■ Consignes ■
1. D'après le texte sur l'Amérique latine, quel est le seul des dix principaux pays d'Amérique du Sud resté à droite en 2008 ?
2. Recopiez fidèlement le passage du texte sur l'Amérique latine qui commence par « Une autre tendance, politique » et va jusqu'à « trois dates clés. ».
━━ Extrait de page ━━
Dépourvus, les pays latino-américains le sont d’autant plus qu’en dépit des promesses – telles celles consignées dans la nouvelle Constitution équatorienne de 2008 par exemple –, aucun n’a réussi à profiter de la période de vaches grasses pour diversifier son économie, pour la planifier démocratiquement et écologiquement, la réorienter prioritairement vers le marché interne, préférer l’industrialisation à l’extraction, déspécialiser les territoires en relocalisant l’activité, privilégier la valeur d’usage à la valeur d’échange, etc. Ni non plus, en prévision des mouvements à la baisse des sources externes de financement, pour doter les États de systèmes fiscaux dignes de ce nom, forts et progressifs, visant à mettre à contribution tant les vieilles oligarchies que les nouvelles élites (lire dans cet Alternatives Sud, Mariana Heredia). D’aucuns s’y sont essayés, ils s’y sont cassé les dents. Les fiscalités latino-américaines restent parmi les plus faibles et régressives au monde (Duterme, 2018).

Une autre tendance, politique cette fois, commune ou presque à l’ensemble de l’Amérique latine depuis le début de ce siècle renvoie aux étonnants « cycles » ou « vagues » de pouvoirs de gauche, puis de droite, puis de gauche… qui ont successivement pris la tête de la plupart des États du continent. Avec, comme arrêts sur image paroxysmique, trois dates clés.

  • 2008 : des dix principaux pays d’Amérique du Sud, neuf sont gouvernés par des présidents « roses » ou « rouges », se réclamant de la gauche. Seule la Colombie est restée à droite. Ainsi que, plus au Nord, le Mexique et la moitié de l’Amérique centrale.
  • 2019 : tableau quasi inversé. Seul le Mexique, en retard de dix ans sur le premier « virage progressiste », a un président de gauche élu démocratiquement à sa tête. Tous les autres pays de la région sont dominés par des régimes plus ou moins conservateurs (et/ou non élus démocratiquement, dans le cas du Nicaragua, de Cuba et du Venezuela).
  • 2022 : nouvelle volte-face généralisée. La toute grande majorité des Latino-Américain·es sont de nouveau gouverné·es par des pouvoirs progressistes. Seuls l’Uruguay, le Paraguay, l’Équateur et la plupart des petits pays centro-américains et caribéens sont restés à droite.

Cela étant, l’ampleur du premier « virage à gauche » – sa durée (jusqu’à trois mandats présidentiels successifs dans plusieurs pays), sa force (des majorités absolues au premier tour, aux congrès, etc.), son caractère inédit (jamais le continent n’avait connu autant de partis de gauche avec autant de pouvoir dans autant d’endroits) – est sans commune mesure avec les alternances populistes ou plus classiques de ces dernières années. D’intensité variable selon les pays, ce virage historique fut d’abord le résultat de l’insatisfaction populaire – souvent portée par d’importants mouvements sociaux – face au bilan désastreux du double processus de libéralisation – politique et économique – qu’a connu l’Amérique latine à la fin du 20e siècle.
━━━
━━ Extraits de données ━━
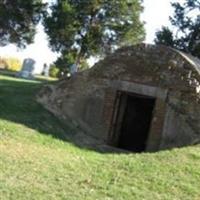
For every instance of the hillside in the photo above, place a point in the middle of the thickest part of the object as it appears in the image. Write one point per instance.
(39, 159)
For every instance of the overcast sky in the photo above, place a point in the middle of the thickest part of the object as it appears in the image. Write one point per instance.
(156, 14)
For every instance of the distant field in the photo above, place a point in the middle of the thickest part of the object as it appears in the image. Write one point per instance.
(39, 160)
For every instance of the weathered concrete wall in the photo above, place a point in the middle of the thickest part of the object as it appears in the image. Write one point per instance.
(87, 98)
━━━
━━ Extraits de données ━━
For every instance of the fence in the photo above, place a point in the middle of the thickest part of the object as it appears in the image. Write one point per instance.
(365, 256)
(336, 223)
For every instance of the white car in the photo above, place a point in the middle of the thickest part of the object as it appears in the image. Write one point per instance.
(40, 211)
━━━
━━ Extraits de données ━━
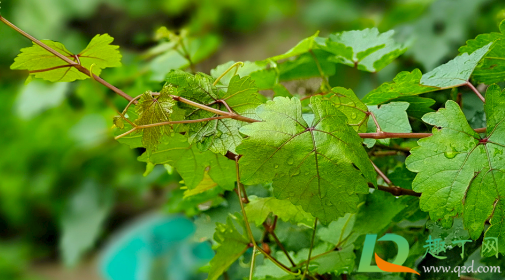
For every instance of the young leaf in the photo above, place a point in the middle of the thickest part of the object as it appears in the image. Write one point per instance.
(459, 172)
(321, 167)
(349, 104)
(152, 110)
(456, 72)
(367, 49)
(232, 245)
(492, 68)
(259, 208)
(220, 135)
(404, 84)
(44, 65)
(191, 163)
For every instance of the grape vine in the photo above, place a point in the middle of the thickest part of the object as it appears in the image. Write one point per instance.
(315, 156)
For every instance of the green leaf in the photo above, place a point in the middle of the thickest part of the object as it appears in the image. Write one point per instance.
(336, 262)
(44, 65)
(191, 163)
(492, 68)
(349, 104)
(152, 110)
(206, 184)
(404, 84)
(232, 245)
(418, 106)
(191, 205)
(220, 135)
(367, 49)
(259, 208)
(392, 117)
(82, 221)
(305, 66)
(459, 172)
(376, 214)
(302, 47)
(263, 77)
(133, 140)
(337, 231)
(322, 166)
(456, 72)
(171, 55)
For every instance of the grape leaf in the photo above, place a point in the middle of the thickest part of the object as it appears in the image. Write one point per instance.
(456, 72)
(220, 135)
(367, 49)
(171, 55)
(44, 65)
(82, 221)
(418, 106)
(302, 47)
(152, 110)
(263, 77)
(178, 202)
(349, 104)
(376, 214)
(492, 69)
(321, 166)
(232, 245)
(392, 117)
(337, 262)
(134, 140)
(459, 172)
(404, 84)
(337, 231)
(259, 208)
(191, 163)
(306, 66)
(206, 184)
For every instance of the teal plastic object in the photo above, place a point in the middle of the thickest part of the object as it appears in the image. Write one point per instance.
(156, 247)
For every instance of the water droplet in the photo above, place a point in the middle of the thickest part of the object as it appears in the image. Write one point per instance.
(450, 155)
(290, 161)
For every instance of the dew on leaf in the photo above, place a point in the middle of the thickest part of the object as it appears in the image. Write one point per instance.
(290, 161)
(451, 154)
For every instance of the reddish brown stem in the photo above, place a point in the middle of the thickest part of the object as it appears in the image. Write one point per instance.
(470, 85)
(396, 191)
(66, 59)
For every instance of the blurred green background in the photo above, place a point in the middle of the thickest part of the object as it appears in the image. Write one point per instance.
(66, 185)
━━━
■ Réponses ■
1. La Colombie.

2.
Une autre tendance, politique cette fois, commune ou presque à l’ensemble de l’Amérique latine depuis le début de ce siècle renvoie aux étonnants « cycles » ou « vagues » de pouvoirs de gauche, puis de droite, puis de gauche… qui ont successivement pris la tête de la plupart des États du continent. Avec, comme arrêts sur image paroxysmique, trois dates clés.